◆ **TO DO**: Write out the entries below as a numbered list, one line per item, with blank lines skipped. Leave the pictures out.

☆ ☆ ☆ ☆ ☆ ☆ ☆

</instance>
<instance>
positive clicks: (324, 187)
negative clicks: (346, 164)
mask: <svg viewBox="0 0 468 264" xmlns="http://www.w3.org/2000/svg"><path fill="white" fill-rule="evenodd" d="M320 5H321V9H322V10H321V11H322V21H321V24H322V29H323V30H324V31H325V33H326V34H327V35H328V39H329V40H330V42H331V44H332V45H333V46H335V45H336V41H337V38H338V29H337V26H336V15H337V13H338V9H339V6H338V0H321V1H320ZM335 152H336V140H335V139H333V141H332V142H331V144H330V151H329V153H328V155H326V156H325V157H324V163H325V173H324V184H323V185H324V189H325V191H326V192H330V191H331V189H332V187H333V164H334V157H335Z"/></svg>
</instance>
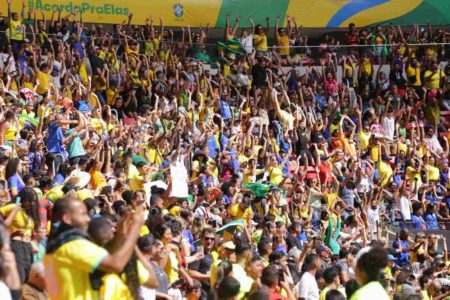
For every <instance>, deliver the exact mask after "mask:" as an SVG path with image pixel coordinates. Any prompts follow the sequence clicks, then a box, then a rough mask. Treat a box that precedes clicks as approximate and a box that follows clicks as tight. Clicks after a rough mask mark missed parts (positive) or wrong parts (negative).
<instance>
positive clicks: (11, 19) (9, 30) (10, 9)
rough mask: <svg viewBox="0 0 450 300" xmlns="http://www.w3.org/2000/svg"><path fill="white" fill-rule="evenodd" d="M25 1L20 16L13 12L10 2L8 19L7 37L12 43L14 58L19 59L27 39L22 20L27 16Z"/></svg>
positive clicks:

☆ ☆ ☆ ☆ ☆ ☆ ☆

◆ **TASK SOLUTION**:
1. </instance>
2. <instance>
3. positive clicks: (324, 187)
4. negative clicks: (346, 164)
5. mask: <svg viewBox="0 0 468 264" xmlns="http://www.w3.org/2000/svg"><path fill="white" fill-rule="evenodd" d="M320 5H321V9H322V10H321V11H322V21H321V24H322V29H323V30H324V31H325V33H326V34H327V35H328V39H329V40H330V42H331V44H332V45H333V46H335V45H336V41H337V38H338V29H337V26H336V15H337V13H338V9H339V6H338V0H321V1H320ZM335 152H336V140H335V139H333V141H332V142H331V144H330V151H329V153H328V155H326V156H325V157H324V163H325V173H324V184H323V185H324V189H325V191H326V192H330V191H331V189H332V187H333V164H334V157H335Z"/></svg>
6. </instance>
7. For every <instance>, deliver the exact mask after "mask:" as an SVG path with image pixel coordinates. Any prompts follow the sequence clicks, then a box, then a rough mask. Treat a box that precedes clicks as approximate and a box that follows clicks as tight. Clicks after a rough mask mark missed parts (positive) or wrong parts (negative).
8. <instance>
9. positive clicks: (11, 19) (9, 30) (10, 9)
10. rough mask: <svg viewBox="0 0 450 300" xmlns="http://www.w3.org/2000/svg"><path fill="white" fill-rule="evenodd" d="M25 1L20 16L13 12L10 2L8 19L7 37L12 43L14 58L19 59L27 39L22 20L27 16Z"/></svg>
11. positive clicks:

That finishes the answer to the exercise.